(Fragmento de página)
Hacer efectivo el derecho a la alimentación responde a
voluntades políticas, no a imaginadas fatalidades de
supuestos pueblos condenados a morir de hambre.
Los
mercados no solucionan el hambre que padecen 1.100 millones
de personas, a pesar de que la producción agrícola ha
crecido más rápido que la población mundial desde 1960. Así
lo afirma Olivier de Schutter, relator de Naciones Unidas
para el derecho a la alimentación. La pérdida de soberanía
de los Estados, controlados y dirigidos por esos “mercados”,
explica que millones de personas mueran por no poder comer y
que no exista una necesaria soberanía alimentaria de los
pueblos.
“Muchos
gobiernos siguen pensando que la prioridad es aumentar la
producción con grandes plantaciones que producen los
mercados internacionales”, comentaba de Schutter a Andrés
Pérez, de Diario Público. Como relator de un derecho
que está en la base de casi todos los demás, intenta cambiar
el enfoque alimentario mundial.
Como la
agricultura local que busca potenciar “no sería competitiva
en los mercados”, no interesa a quienes los controlan:
transportistas, intermediarios y grandes superficies que,
con el control de la oferta y de los precios, manipulan la
demanda. Queda así distorsionado el libre comercio del que
alardean los creyentes del neoliberalismo, una
doctrina comparable a una religión porque sus postulados no
se cuestionan, como sostiene Susan George.

(Registros)
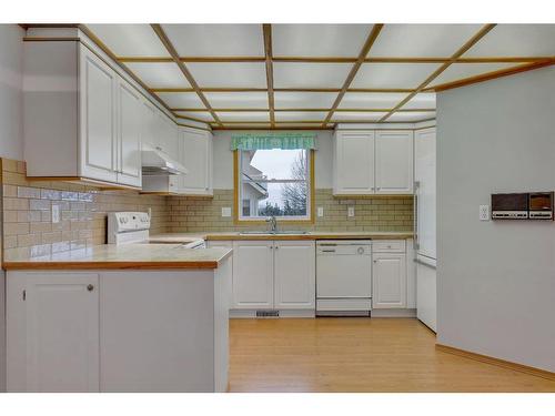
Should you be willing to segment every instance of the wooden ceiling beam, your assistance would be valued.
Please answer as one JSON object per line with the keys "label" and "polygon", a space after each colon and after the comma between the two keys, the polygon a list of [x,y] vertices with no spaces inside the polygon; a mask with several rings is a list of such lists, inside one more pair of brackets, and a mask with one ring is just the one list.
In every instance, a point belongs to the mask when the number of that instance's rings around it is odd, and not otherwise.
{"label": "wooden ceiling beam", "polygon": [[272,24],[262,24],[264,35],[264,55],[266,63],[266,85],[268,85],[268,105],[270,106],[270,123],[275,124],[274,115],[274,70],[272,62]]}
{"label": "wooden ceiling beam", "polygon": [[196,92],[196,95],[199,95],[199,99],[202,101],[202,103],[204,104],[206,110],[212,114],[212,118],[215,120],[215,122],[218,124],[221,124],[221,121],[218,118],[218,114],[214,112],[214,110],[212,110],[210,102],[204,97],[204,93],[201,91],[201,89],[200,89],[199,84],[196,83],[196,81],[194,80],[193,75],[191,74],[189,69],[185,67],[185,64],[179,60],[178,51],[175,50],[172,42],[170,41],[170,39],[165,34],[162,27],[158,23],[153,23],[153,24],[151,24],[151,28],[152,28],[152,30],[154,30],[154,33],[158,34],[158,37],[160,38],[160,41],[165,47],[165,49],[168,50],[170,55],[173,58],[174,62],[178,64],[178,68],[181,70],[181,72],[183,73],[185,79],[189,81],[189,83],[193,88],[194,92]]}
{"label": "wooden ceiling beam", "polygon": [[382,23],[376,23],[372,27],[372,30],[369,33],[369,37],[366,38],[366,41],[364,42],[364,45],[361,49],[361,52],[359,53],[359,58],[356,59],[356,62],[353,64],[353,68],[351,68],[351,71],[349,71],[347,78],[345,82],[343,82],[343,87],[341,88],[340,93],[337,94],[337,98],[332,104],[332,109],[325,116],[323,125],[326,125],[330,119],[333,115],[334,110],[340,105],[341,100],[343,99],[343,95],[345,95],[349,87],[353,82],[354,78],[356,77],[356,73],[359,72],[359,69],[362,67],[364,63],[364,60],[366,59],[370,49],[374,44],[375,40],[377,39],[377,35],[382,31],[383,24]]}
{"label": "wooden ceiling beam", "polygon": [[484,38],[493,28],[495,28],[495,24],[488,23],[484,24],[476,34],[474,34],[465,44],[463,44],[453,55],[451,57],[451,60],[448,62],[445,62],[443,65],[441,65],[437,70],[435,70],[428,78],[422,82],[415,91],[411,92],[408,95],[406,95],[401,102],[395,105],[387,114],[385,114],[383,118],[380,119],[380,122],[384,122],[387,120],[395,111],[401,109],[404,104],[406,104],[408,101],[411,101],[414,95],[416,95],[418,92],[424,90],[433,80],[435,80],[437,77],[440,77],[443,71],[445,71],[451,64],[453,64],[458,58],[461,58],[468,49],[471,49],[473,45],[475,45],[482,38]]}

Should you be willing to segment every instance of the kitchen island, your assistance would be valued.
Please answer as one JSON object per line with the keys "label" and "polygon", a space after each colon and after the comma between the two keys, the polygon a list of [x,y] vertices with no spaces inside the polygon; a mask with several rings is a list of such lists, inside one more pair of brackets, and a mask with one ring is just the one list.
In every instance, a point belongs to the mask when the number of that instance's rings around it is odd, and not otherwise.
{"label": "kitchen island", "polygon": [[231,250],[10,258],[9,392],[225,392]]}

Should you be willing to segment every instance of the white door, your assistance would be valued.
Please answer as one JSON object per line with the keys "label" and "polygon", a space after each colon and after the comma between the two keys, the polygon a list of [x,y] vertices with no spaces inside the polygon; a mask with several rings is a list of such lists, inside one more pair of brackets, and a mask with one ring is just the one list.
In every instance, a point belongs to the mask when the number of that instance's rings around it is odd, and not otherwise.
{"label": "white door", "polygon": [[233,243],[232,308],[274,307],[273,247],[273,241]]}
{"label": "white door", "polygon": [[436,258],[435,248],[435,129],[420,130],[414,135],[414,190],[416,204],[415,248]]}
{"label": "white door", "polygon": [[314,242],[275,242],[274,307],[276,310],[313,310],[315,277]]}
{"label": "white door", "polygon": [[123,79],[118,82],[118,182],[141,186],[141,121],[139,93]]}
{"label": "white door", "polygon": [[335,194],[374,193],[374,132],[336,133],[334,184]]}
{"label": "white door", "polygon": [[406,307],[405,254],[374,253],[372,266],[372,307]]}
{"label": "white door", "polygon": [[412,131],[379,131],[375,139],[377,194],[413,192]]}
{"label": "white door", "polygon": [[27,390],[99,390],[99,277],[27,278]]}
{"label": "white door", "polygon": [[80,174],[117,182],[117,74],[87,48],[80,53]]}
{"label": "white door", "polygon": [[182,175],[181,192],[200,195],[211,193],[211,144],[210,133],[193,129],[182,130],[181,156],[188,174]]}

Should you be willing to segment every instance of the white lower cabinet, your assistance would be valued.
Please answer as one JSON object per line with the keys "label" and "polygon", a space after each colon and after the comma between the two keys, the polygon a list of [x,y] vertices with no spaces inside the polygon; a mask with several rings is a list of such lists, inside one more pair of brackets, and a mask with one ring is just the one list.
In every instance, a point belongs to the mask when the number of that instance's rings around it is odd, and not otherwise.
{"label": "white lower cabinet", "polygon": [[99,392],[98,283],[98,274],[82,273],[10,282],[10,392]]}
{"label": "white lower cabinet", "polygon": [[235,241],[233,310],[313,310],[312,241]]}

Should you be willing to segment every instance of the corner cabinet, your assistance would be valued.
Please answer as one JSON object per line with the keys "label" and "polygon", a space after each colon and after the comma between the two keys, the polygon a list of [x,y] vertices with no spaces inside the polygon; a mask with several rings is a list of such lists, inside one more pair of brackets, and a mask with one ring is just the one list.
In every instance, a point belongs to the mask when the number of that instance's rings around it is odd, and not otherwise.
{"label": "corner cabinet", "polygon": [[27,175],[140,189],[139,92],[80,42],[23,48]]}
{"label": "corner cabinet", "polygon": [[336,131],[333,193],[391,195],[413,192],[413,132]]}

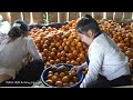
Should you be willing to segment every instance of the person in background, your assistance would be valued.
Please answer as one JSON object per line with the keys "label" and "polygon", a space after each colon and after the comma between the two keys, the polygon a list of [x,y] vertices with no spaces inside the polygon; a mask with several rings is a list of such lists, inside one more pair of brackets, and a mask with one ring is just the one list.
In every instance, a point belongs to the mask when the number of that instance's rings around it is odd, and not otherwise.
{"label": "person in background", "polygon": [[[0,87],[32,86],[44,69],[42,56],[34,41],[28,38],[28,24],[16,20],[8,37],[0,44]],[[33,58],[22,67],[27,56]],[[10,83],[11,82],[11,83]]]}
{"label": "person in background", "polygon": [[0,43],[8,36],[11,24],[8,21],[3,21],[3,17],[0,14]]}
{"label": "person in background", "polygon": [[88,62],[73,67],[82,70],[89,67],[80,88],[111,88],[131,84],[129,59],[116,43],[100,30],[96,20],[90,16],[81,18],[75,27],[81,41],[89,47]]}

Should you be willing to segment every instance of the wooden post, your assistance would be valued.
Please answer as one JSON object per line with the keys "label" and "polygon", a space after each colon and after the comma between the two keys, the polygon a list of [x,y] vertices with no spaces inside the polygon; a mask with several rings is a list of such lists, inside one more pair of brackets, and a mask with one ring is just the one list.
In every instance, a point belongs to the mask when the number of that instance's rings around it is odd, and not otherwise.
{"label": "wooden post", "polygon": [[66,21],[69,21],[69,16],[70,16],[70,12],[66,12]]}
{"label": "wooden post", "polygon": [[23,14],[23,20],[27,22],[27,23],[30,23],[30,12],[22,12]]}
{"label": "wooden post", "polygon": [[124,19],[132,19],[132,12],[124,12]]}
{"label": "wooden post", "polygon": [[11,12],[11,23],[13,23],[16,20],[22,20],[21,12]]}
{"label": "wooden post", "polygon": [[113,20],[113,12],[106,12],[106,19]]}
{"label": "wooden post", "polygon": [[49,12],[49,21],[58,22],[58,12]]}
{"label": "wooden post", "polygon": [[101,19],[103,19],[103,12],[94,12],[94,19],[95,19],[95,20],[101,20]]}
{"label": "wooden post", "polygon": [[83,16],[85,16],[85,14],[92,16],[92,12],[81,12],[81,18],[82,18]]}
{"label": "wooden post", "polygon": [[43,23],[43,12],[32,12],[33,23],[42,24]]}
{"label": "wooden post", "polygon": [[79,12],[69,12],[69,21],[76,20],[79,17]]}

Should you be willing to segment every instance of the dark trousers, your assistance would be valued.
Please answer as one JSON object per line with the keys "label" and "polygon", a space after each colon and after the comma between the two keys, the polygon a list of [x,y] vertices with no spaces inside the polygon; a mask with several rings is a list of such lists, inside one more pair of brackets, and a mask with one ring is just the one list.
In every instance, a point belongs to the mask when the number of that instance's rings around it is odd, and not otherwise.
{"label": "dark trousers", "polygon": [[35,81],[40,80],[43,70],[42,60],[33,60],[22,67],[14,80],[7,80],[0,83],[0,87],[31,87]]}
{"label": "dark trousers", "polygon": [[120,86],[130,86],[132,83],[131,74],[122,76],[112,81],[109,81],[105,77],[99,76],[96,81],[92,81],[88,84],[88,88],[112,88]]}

==

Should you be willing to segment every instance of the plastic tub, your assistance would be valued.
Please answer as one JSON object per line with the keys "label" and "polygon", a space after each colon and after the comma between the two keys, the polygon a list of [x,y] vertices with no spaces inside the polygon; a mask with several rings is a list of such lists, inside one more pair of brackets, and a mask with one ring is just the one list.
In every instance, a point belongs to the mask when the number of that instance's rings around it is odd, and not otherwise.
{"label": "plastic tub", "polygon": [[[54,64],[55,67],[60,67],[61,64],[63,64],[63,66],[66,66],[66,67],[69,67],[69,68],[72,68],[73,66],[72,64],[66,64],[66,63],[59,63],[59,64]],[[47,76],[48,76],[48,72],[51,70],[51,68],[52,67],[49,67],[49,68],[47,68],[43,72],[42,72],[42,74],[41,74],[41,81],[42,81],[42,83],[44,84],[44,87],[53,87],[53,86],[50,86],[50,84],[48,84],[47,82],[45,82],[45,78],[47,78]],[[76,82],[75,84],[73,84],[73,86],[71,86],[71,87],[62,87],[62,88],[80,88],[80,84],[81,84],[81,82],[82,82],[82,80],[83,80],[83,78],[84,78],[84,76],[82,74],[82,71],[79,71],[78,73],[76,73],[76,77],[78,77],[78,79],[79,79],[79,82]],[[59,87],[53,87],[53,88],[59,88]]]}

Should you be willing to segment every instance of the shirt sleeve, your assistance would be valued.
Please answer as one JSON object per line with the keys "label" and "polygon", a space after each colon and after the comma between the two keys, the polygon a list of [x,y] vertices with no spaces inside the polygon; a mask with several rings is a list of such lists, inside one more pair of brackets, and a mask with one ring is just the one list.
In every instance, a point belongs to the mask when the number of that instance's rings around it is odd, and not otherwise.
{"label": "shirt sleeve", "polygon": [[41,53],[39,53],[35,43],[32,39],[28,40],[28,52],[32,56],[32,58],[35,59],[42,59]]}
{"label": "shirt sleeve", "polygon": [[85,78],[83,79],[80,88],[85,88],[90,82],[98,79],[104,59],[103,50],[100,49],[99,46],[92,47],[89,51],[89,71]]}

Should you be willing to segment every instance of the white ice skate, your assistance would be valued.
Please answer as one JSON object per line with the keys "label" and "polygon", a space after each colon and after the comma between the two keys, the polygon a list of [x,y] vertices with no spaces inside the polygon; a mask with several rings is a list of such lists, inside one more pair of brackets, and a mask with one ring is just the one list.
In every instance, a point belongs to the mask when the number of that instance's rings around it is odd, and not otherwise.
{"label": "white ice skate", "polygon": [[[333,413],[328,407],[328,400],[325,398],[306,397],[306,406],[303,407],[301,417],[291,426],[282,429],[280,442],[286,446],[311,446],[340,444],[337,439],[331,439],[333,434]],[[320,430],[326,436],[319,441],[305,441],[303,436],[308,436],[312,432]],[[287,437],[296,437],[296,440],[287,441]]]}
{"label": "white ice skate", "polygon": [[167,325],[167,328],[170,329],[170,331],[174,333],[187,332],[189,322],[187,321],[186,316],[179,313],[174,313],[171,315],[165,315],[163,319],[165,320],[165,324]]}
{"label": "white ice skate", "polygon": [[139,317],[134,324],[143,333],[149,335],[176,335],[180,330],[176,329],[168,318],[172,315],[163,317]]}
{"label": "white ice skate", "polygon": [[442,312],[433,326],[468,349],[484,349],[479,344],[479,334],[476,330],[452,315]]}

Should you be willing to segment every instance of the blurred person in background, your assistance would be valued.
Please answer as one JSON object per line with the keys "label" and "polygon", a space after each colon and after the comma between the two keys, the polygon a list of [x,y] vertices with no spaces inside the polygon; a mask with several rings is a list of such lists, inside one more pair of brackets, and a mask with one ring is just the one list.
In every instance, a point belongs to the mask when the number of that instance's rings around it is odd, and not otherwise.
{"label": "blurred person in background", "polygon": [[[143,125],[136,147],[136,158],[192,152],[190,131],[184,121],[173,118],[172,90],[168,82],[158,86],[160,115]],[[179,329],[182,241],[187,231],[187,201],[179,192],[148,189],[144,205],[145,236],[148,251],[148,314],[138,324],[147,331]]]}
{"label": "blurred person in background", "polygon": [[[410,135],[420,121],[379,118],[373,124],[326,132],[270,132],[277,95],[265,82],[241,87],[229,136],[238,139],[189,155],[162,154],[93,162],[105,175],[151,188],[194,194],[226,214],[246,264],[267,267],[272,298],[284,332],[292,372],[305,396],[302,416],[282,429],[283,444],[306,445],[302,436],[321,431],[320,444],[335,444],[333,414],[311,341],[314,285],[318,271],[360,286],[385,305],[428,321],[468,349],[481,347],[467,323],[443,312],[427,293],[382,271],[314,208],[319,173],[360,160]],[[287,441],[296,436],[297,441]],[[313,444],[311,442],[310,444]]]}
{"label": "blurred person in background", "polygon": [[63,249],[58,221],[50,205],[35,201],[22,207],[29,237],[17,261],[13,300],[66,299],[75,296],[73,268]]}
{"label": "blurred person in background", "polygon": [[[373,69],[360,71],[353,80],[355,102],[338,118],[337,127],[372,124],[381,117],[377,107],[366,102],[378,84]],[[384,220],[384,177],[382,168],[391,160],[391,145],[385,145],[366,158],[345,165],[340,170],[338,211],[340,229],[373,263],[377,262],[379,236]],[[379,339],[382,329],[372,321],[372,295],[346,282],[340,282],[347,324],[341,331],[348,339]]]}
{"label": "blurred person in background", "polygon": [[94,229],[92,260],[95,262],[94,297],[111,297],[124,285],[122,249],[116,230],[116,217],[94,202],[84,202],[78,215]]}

--

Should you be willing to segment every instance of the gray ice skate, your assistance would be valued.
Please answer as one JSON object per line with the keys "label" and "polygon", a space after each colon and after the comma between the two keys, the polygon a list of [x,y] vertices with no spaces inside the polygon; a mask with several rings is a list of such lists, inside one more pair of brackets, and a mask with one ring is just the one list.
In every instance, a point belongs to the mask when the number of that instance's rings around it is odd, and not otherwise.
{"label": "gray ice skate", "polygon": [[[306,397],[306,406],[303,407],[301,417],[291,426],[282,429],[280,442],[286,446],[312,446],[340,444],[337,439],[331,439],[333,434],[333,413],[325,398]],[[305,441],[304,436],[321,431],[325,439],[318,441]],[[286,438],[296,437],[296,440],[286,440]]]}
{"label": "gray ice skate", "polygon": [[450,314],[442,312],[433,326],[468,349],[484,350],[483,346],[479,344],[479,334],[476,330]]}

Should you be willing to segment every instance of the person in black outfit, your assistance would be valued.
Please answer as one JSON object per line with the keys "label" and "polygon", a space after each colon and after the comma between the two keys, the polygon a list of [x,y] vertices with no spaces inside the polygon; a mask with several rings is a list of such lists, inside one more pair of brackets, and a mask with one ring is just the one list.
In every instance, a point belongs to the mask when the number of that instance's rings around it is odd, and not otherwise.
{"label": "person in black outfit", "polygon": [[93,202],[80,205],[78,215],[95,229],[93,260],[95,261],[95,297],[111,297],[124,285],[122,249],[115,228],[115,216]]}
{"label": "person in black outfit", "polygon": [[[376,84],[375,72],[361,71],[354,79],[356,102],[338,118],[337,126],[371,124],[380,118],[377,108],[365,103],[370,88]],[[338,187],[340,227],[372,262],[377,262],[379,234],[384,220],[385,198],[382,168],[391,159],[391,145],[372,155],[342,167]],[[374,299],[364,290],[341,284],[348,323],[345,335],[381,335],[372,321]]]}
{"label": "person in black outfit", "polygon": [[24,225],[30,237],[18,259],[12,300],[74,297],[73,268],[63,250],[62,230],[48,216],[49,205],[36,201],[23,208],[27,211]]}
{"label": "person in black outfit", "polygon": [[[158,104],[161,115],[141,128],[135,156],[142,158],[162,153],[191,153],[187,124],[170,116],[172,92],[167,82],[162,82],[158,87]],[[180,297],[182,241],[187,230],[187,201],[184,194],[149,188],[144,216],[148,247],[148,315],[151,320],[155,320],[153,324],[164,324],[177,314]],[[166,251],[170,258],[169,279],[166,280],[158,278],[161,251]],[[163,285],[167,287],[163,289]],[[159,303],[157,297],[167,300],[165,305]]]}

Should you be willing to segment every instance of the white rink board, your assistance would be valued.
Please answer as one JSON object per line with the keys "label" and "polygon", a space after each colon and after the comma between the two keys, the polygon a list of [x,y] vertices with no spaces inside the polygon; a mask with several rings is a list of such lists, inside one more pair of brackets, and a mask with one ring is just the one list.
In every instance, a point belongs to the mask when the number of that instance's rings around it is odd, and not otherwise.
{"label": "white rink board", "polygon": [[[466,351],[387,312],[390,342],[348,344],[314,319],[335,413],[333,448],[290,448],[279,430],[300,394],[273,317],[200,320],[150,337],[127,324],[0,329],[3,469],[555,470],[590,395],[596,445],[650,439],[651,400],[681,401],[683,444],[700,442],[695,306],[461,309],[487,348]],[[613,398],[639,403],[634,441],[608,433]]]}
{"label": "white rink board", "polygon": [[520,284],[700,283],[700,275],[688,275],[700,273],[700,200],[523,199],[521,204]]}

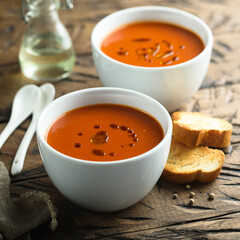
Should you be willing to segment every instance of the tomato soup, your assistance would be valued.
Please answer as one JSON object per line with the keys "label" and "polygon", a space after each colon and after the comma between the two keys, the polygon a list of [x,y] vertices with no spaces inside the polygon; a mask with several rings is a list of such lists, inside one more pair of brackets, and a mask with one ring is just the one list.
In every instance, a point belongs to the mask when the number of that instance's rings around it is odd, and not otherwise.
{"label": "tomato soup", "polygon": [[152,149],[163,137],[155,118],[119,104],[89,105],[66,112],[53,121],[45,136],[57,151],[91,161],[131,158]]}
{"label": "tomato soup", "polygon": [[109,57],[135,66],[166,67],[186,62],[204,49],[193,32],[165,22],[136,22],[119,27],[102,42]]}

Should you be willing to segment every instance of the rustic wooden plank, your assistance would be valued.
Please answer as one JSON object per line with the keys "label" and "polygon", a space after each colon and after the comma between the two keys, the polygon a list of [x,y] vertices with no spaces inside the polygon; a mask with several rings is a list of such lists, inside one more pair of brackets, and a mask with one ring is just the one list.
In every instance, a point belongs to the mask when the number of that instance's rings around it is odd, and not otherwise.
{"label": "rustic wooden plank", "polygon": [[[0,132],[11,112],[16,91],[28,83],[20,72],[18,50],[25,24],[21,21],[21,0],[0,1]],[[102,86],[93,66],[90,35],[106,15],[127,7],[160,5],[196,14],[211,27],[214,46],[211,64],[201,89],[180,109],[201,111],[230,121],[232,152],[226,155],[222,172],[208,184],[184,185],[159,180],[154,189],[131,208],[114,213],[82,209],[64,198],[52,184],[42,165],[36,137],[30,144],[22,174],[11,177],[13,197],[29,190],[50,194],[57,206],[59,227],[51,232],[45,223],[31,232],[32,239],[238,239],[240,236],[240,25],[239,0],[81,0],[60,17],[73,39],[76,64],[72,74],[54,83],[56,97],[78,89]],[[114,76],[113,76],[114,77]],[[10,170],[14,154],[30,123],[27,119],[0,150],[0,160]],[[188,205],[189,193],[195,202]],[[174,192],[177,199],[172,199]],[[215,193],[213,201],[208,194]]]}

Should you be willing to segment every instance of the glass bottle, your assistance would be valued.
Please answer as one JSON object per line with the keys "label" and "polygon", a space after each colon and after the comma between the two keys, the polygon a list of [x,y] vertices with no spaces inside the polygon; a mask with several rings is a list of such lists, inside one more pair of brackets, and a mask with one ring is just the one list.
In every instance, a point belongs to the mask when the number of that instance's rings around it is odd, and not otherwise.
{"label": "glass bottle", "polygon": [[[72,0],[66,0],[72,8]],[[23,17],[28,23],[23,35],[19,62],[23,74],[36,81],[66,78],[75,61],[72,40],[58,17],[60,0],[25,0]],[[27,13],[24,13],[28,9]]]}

(Tareas propuestas)
A – Transcriba fielmente el pasaje del texto sobre el derecho a la alimentación comprendido entre "Hacer efectivo el" y "morir de hambre.", ambos inclusive.
B – Seleccione de los registros cada línea que contenga la cadena "island", teniendo en cuenta la distinción entre mayúsculas y minúsculas.
El texto sobre el derecho a la alimentación y los registros no guardan relación alguna entre sí.

(Soluciones)
A –
Hacer efectivo el derecho a la alimentación responde a
voluntades políticas, no a imaginadas fatalidades de
supuestos pueblos condenados a morir de hambre.

B –
Should you be willing to segment every instance of the kitchen island, your assistance would be valued.
{"label": "kitchen island", "polygon": [[231,250],[10,258],[9,392],[225,392]]}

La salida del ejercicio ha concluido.